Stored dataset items
• • •

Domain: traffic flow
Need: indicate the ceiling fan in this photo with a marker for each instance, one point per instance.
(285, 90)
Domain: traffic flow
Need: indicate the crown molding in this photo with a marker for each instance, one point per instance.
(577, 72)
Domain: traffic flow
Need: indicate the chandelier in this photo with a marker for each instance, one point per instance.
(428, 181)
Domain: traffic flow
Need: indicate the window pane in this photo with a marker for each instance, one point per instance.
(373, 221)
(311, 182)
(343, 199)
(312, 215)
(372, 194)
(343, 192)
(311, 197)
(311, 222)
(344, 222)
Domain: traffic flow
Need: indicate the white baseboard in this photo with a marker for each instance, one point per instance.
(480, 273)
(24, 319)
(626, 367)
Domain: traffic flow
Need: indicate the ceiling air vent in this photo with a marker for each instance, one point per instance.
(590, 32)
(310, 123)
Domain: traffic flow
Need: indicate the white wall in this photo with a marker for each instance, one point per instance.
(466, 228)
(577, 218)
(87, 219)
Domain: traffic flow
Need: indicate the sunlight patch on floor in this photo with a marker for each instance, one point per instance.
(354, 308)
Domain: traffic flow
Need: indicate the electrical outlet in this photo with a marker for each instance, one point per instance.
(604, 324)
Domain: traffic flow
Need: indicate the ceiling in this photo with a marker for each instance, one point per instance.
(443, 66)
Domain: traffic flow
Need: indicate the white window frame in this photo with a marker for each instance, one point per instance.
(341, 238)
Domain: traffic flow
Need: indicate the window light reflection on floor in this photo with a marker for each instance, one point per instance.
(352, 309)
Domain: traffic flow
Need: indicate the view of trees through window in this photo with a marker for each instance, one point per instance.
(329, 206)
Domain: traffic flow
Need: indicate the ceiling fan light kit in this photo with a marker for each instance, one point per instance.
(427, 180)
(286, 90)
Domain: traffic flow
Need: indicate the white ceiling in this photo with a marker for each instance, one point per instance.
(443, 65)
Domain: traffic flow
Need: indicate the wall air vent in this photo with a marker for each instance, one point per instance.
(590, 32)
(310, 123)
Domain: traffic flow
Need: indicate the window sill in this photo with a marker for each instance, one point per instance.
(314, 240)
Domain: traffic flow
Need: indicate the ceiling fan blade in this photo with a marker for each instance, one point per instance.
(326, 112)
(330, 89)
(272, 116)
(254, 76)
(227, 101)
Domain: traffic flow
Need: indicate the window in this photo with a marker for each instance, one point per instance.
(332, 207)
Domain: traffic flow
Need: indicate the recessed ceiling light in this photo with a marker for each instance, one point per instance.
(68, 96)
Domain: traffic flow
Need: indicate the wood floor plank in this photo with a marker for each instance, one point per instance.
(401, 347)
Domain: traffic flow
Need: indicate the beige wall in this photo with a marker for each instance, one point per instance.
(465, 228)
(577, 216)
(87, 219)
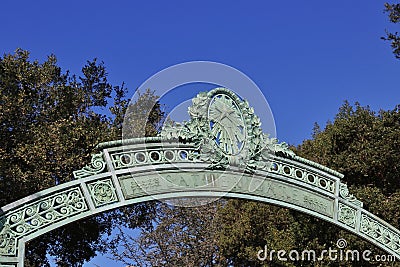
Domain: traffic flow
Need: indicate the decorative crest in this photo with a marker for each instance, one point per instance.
(226, 132)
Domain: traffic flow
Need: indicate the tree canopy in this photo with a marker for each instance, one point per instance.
(50, 123)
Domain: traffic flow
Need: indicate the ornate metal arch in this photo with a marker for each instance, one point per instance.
(220, 152)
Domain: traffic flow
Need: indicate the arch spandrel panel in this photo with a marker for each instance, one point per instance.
(197, 158)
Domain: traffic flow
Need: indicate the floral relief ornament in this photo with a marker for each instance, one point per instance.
(226, 132)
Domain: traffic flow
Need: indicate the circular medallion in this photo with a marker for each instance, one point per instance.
(226, 124)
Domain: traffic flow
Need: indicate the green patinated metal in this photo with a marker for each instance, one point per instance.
(220, 152)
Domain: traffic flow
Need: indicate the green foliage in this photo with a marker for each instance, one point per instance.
(362, 144)
(50, 123)
(176, 236)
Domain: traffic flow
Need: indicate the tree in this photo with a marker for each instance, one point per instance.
(50, 123)
(361, 144)
(176, 236)
(393, 38)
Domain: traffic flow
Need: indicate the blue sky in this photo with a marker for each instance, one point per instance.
(306, 56)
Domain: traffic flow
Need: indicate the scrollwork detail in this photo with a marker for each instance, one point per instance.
(97, 165)
(102, 192)
(345, 194)
(37, 215)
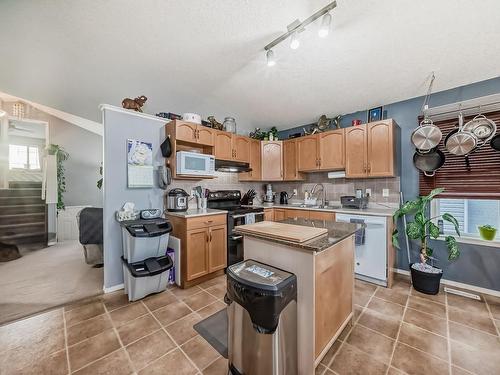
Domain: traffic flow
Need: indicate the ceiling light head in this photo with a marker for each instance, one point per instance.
(325, 25)
(271, 61)
(294, 41)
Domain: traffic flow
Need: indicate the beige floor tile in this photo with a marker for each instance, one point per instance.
(88, 328)
(380, 322)
(149, 348)
(368, 341)
(481, 322)
(92, 349)
(182, 330)
(159, 300)
(218, 367)
(424, 340)
(427, 306)
(200, 352)
(176, 363)
(426, 321)
(127, 313)
(415, 362)
(389, 309)
(138, 328)
(352, 361)
(170, 313)
(116, 363)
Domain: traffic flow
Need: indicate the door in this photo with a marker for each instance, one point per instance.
(185, 131)
(272, 154)
(205, 135)
(331, 150)
(380, 149)
(241, 147)
(370, 245)
(355, 151)
(223, 145)
(197, 253)
(217, 252)
(307, 153)
(255, 163)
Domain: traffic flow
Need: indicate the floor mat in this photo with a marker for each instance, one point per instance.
(214, 330)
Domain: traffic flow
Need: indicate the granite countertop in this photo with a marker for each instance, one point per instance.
(337, 231)
(194, 212)
(371, 211)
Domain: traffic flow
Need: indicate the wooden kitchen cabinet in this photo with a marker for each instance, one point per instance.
(203, 247)
(272, 157)
(290, 161)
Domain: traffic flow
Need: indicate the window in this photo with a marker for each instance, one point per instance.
(470, 214)
(24, 157)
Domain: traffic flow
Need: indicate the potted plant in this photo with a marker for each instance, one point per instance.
(487, 232)
(426, 278)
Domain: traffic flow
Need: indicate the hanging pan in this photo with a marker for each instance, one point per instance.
(427, 136)
(429, 162)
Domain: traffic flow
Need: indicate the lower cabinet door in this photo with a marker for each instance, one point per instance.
(197, 253)
(217, 248)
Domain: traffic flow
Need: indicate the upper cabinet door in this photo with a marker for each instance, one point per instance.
(355, 151)
(272, 156)
(205, 135)
(185, 131)
(307, 151)
(331, 150)
(380, 162)
(223, 145)
(241, 147)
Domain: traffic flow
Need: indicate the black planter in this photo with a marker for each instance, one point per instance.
(425, 282)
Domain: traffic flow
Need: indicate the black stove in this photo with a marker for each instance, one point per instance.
(238, 214)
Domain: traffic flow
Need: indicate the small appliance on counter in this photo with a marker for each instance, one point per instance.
(350, 201)
(177, 200)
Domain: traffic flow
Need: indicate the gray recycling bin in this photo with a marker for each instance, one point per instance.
(262, 319)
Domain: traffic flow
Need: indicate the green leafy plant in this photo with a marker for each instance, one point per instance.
(61, 156)
(423, 228)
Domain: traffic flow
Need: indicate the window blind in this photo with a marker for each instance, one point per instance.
(479, 179)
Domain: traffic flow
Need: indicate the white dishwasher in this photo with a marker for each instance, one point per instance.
(371, 247)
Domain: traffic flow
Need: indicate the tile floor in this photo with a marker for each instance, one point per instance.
(394, 331)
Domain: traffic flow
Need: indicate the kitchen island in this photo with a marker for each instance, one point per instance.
(324, 266)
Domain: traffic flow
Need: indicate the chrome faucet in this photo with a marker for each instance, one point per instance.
(313, 191)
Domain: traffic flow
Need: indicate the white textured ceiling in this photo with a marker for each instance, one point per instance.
(206, 56)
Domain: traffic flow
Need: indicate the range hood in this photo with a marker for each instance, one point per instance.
(231, 166)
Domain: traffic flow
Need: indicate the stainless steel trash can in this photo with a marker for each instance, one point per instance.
(262, 313)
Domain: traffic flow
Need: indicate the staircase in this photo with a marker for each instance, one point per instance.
(23, 217)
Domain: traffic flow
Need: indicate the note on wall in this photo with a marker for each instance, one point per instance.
(139, 164)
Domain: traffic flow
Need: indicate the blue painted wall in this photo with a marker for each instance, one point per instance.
(477, 265)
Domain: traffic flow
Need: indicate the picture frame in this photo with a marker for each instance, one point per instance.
(375, 114)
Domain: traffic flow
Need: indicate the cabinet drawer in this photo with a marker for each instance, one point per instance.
(205, 221)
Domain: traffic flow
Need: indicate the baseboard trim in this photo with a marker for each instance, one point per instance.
(113, 288)
(457, 284)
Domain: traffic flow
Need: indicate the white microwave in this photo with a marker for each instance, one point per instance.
(192, 163)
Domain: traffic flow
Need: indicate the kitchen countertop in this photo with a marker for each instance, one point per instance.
(195, 212)
(337, 231)
(367, 211)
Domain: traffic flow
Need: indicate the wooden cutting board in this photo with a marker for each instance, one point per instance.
(282, 231)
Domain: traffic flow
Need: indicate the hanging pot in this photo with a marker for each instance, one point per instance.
(459, 142)
(429, 162)
(427, 136)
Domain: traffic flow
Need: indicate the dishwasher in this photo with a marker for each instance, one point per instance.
(371, 247)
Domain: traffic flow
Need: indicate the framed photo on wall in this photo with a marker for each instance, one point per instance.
(375, 114)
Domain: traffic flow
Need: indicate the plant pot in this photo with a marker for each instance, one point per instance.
(487, 233)
(424, 282)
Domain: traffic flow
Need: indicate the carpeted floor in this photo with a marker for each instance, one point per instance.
(46, 278)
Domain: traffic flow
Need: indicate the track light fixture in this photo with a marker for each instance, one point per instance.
(297, 26)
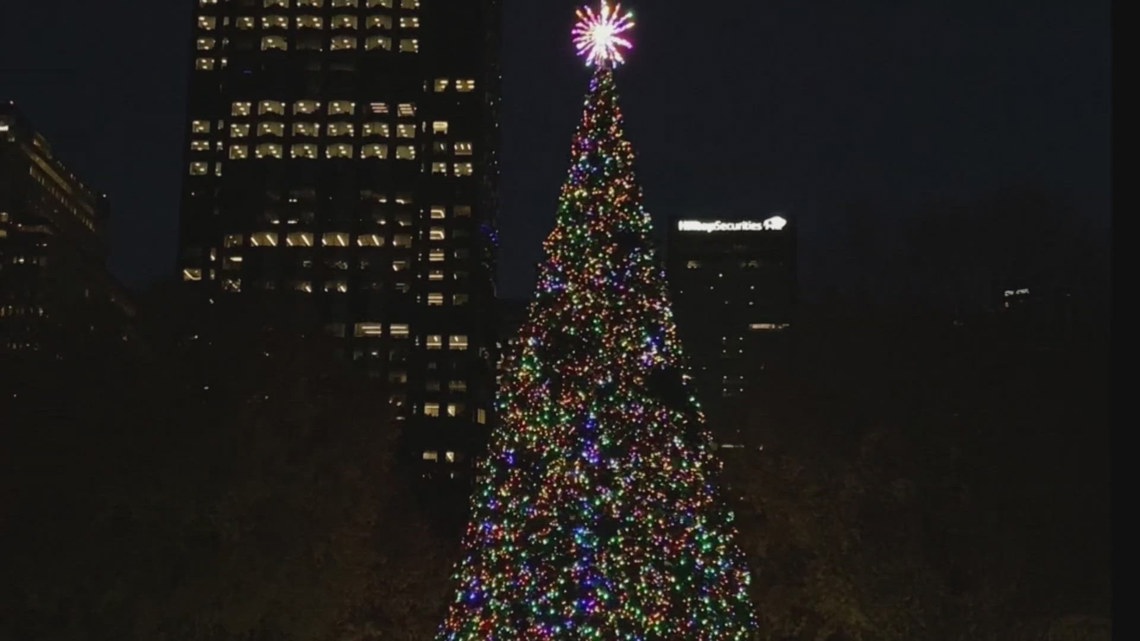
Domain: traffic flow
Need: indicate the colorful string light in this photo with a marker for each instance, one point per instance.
(596, 514)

• • •

**Task:** Identify each line in the records above that contains the word "cabinet" and copy those lines. Case counts.

**Solution for this problem:**
Need: indicate the wooden kitchen cabinet in this photo with a marker for each instance, one point per instance.
Need: indicate the lower cabinet door in this photo with a marker for each instance, one point per instance.
Need: indicate the upper cabinet door in this photo with a marker for each instance, one point per instance.
Need: indicate the cabinet drawer in this photo with a marker for each instance, one point per instance.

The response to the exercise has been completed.